Moreover, Penal Code section 1025 requires that the prior conviction allegation be tried in a unitary proceeding by the same jury that tries the underlying charges. This interpretation is long established. (People v. Kings-bury (1945) 70 Cal.App.2d 128, 131 [160 P.2d 587]; see also People v. Ysabel (1938) 28 Cal.App.2d 259, 263-264 [82 P.2d 476].) The accusatory pleading must allege the charged prior conviction (People v. Lo Cicero (1969) 71 Cal.2d 1186, 1192 [80 Cal.Rptr. 913, 459 P.2d 241]; Pen. Code, § 969), the accused has the right to have the allegation tried by a jury, and the proof beyond a reasonable doubt standard applies. (People v. Morton (1953) 41 Cal.2d 536, 539 [261 P.2d 523].) State law contemplates, obviously, that jeopardy attaches to the trial of the prior conviction allegation when the jury that is to try both the underlying charges and the prior conviction allegations is sworn.

Trial of the underlying charges and the prior conviction allegations was bifurcated. This does not mean that jeopardy did not attach as to the prior conviction allegations when the jury was sworn. As the Court of Appeal in People v. Wojahn (1984) 150 Cal.App.3d 1024, 1033 [198 Cal.Rptr. 277], properly observed, bifurcation separates issues in a trial, but it does not, unlike severance, produce two causes to be heard in two separate trials. (Id. at p. 1033; accord, People v. Givan (1992) 4 Cal.App.4th 1107, 1114-1115 [6 Cal.Rptr.2d 339].) That bifurcation separates issues rather than proceedings is clear from the determination of the court in People v. Givan, supra, 4 Cal.App.4th 1107, that the assertion of the right of self-representation is untimely if made for the first time in a bifurcated trial when the jury takes up the issue of the prior conviction allegations.

**DATA SUPPLIED**
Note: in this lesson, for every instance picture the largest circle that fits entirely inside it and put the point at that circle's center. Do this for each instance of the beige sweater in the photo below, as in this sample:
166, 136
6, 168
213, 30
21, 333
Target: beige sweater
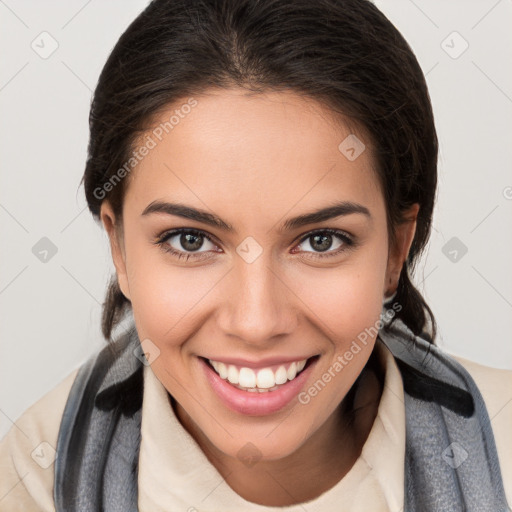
169, 454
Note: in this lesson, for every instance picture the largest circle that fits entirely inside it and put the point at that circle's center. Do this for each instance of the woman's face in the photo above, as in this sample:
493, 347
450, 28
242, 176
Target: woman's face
256, 282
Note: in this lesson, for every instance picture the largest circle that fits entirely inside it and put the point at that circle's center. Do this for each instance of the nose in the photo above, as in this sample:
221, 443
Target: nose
259, 303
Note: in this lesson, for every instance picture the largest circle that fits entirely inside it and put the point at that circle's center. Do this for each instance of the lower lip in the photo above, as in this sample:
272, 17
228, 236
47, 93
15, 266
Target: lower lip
256, 403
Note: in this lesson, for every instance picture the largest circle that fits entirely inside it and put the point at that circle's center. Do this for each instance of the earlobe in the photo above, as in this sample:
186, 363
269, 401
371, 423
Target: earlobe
115, 235
404, 237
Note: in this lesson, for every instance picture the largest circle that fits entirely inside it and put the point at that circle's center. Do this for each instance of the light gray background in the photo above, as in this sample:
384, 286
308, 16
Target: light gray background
50, 311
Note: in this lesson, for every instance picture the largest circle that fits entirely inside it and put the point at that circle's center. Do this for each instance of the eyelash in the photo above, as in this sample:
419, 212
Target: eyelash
161, 241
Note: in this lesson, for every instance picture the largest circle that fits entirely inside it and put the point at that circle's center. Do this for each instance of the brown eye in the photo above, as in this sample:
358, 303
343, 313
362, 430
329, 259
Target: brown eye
186, 241
330, 242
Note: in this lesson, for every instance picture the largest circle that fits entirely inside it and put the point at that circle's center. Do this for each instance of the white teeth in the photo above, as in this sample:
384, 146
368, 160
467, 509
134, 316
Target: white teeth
262, 380
247, 378
281, 375
292, 371
232, 374
265, 378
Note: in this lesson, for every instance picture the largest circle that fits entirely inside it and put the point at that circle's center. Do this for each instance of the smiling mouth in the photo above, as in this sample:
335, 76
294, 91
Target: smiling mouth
261, 380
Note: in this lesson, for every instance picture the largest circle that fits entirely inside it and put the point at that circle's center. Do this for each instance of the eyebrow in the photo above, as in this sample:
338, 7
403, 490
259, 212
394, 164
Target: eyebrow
180, 210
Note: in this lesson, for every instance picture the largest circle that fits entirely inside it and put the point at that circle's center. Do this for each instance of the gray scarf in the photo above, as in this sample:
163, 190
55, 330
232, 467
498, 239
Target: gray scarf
451, 462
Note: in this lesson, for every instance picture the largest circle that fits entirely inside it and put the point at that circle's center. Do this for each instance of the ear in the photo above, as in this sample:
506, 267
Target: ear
115, 235
399, 251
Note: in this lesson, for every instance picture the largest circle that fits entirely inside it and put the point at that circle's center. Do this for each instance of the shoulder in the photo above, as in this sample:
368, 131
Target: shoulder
27, 452
496, 388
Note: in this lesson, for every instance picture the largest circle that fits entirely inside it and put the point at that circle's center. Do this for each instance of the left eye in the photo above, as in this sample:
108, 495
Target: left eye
323, 241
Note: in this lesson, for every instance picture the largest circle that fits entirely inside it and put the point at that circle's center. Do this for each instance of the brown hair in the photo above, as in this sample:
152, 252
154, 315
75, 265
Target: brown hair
343, 53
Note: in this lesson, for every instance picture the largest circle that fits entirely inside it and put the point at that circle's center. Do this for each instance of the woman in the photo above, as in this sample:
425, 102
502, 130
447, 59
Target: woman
266, 174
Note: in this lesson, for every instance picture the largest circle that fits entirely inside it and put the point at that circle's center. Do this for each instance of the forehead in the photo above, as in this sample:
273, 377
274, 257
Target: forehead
262, 153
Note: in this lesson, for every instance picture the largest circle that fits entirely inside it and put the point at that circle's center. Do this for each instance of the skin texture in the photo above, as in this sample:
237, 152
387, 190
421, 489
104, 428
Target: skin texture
256, 160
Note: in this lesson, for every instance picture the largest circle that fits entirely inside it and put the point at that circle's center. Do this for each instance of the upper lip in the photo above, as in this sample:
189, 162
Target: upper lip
261, 363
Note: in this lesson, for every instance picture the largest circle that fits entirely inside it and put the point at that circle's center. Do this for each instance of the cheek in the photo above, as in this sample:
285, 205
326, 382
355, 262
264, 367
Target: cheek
347, 299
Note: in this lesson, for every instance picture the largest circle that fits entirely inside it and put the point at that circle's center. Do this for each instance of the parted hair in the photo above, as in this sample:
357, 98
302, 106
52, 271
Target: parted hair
343, 53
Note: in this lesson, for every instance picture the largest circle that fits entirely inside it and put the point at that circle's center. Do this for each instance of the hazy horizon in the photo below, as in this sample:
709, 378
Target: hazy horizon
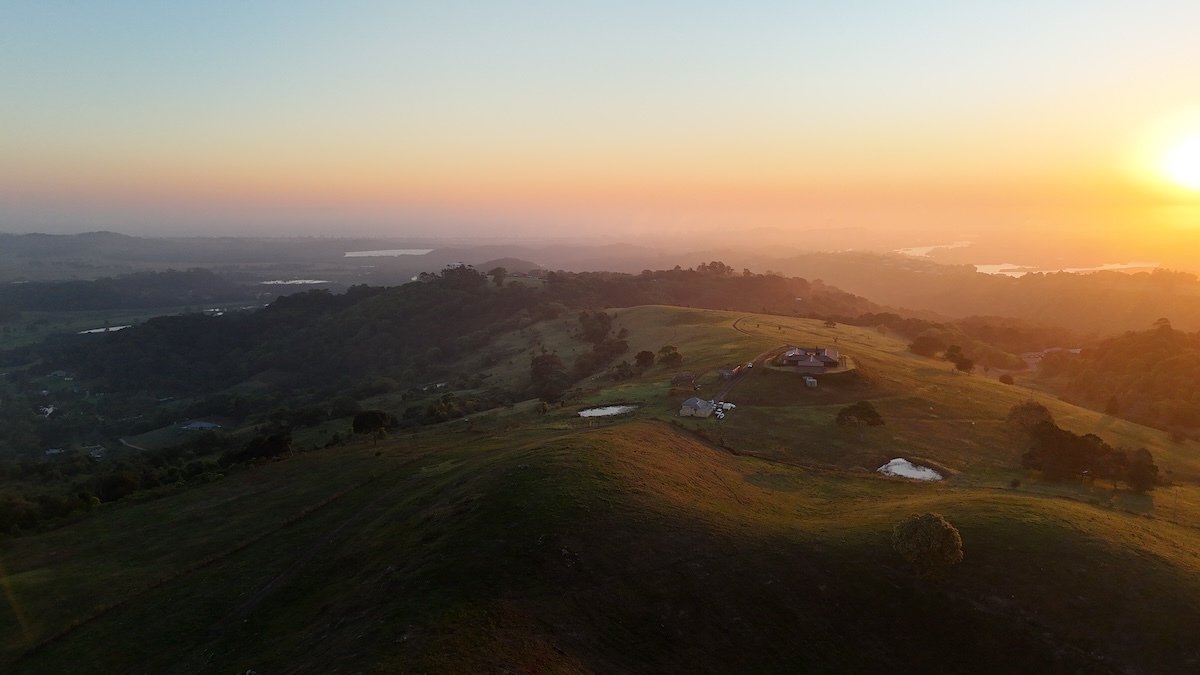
1049, 126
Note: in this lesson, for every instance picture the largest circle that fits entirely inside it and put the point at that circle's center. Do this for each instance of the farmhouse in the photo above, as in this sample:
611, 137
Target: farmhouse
696, 407
731, 371
811, 359
683, 380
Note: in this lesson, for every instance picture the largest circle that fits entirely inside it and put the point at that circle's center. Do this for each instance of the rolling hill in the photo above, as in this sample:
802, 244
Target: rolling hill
541, 542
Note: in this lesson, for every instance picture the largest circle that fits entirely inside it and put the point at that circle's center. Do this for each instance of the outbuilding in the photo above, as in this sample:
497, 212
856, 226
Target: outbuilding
696, 407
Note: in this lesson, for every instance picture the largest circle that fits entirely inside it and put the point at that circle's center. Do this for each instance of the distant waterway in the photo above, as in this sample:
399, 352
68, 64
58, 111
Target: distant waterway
388, 252
1013, 269
606, 411
904, 467
924, 251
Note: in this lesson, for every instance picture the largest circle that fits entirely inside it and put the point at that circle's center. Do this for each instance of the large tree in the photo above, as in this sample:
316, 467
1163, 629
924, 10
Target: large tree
928, 542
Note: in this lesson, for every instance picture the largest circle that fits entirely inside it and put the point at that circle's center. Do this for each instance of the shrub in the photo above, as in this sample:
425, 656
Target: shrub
928, 543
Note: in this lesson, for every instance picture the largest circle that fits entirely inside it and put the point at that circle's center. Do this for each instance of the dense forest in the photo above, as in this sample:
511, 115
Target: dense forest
133, 291
1102, 303
1151, 377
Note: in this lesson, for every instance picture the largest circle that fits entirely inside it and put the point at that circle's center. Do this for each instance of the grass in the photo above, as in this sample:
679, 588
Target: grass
547, 543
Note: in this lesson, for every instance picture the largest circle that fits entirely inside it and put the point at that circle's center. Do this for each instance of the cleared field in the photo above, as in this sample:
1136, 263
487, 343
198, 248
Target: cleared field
643, 543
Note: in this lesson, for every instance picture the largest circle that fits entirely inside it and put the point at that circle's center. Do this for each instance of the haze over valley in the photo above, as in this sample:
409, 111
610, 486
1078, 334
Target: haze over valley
600, 338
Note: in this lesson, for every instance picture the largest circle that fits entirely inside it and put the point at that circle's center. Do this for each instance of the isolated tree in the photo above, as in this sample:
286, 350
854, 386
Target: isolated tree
643, 359
549, 376
1141, 473
1113, 407
927, 346
859, 414
1025, 416
928, 543
670, 356
373, 422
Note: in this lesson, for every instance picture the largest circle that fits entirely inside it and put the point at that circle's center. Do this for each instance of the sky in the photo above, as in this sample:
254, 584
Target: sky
918, 119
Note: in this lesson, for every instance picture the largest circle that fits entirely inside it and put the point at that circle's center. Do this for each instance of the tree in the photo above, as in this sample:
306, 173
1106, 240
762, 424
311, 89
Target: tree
1113, 407
375, 422
670, 356
549, 376
928, 543
1025, 416
862, 413
643, 359
1141, 475
927, 346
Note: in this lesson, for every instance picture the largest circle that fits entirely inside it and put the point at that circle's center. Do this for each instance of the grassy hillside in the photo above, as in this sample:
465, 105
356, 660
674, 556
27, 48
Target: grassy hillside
549, 543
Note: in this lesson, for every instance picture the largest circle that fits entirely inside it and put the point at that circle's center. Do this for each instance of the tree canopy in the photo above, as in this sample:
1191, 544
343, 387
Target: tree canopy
928, 542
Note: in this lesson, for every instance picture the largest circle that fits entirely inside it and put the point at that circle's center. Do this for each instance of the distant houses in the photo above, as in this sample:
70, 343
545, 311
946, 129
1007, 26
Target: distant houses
696, 407
684, 380
813, 360
731, 371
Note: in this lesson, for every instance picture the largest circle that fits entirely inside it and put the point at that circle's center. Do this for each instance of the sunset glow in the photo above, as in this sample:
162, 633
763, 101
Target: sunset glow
402, 119
1181, 163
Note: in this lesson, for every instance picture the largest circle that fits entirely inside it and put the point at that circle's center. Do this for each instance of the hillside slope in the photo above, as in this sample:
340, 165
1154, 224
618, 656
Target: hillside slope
549, 543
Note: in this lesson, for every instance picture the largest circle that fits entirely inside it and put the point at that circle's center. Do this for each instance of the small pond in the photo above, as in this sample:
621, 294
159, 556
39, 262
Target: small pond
905, 469
606, 411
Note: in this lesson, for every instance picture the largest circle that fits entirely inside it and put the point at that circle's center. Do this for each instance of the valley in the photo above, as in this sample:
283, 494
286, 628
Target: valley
529, 539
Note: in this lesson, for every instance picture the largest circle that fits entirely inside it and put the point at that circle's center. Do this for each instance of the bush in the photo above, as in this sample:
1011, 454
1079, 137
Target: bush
861, 413
928, 543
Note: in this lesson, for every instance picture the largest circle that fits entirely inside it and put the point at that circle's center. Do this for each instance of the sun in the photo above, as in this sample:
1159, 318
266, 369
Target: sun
1181, 162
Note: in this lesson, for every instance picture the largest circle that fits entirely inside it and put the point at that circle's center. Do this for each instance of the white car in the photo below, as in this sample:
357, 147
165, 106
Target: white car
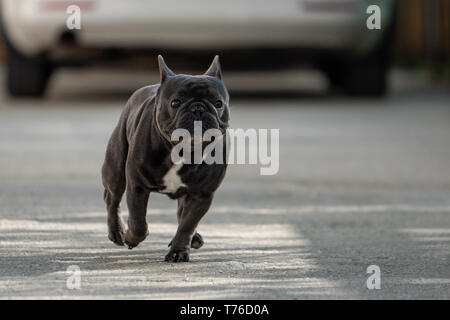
331, 34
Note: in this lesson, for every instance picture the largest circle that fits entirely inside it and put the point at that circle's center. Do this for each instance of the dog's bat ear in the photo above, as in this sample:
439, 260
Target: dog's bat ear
164, 70
214, 69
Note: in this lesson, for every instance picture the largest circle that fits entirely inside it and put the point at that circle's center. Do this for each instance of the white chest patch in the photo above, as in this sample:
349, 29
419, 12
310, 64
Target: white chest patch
172, 180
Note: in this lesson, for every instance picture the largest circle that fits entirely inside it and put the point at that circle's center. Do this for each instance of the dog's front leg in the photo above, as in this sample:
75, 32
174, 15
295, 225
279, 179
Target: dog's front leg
192, 208
137, 199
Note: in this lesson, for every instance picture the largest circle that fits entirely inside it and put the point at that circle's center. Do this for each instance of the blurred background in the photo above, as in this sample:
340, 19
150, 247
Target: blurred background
364, 147
327, 36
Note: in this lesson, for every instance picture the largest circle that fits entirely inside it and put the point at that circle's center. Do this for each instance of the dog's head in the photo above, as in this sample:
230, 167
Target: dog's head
183, 99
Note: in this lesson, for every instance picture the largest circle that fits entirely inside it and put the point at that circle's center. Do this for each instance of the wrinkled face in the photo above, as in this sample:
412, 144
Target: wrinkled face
184, 99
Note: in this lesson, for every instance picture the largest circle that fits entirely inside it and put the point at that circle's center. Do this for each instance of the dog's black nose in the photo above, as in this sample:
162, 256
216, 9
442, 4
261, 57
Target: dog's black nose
197, 108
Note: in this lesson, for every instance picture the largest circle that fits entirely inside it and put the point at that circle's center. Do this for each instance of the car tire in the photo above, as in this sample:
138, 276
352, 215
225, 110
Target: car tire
26, 76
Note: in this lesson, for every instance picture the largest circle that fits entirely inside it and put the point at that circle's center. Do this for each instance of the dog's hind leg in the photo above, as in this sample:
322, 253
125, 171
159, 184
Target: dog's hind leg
197, 240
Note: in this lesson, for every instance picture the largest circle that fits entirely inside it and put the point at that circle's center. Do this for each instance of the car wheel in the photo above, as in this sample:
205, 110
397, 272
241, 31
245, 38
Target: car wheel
26, 76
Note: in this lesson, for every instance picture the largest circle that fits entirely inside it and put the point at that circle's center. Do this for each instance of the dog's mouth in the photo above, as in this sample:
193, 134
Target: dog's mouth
195, 123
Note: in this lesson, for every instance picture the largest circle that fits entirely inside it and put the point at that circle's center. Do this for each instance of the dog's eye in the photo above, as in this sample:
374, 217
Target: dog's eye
175, 103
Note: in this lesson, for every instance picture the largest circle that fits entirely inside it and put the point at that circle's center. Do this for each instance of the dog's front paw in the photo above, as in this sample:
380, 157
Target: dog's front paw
116, 237
132, 240
180, 255
115, 233
197, 241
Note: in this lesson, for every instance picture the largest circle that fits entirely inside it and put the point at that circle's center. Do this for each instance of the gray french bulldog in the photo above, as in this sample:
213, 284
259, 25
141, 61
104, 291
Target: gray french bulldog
138, 156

**DIRECTIVES**
1. From the passage on prior conviction allegations, set down word for word the portion starting at "Trial of the underlying" and ending at "prior conviction allegations.".
2. In the passage on prior conviction allegations, which Penal Code section requires that the prior conviction allegation be tried in a unitary proceeding by the same jury that tries the underlying charges?

**EXERCISE SOLUTIONS**
1.
Trial of the underlying charges and the prior conviction allegations was bifurcated. This does not mean that jeopardy did not attach as to the prior conviction allegations when the jury was sworn. As the Court of Appeal in People v. Wojahn (1984) 150 Cal.App.3d 1024, 1033 [198 Cal.Rptr. 277], properly observed, bifurcation separates issues in a trial, but it does not, unlike severance, produce two causes to be heard in two separate trials. (Id. at p. 1033; accord, People v. Givan (1992) 4 Cal.App.4th 1107, 1114-1115 [6 Cal.Rptr.2d 339].) That bifurcation separates issues rather than proceedings is clear from the determination of the court in People v. Givan, supra, 4 Cal.App.4th 1107, that the assertion of the right of self-representation is untimely if made for the first time in a bifurcated trial when the jury takes up the issue of the prior conviction allegations.

2. Penal Code section 1025.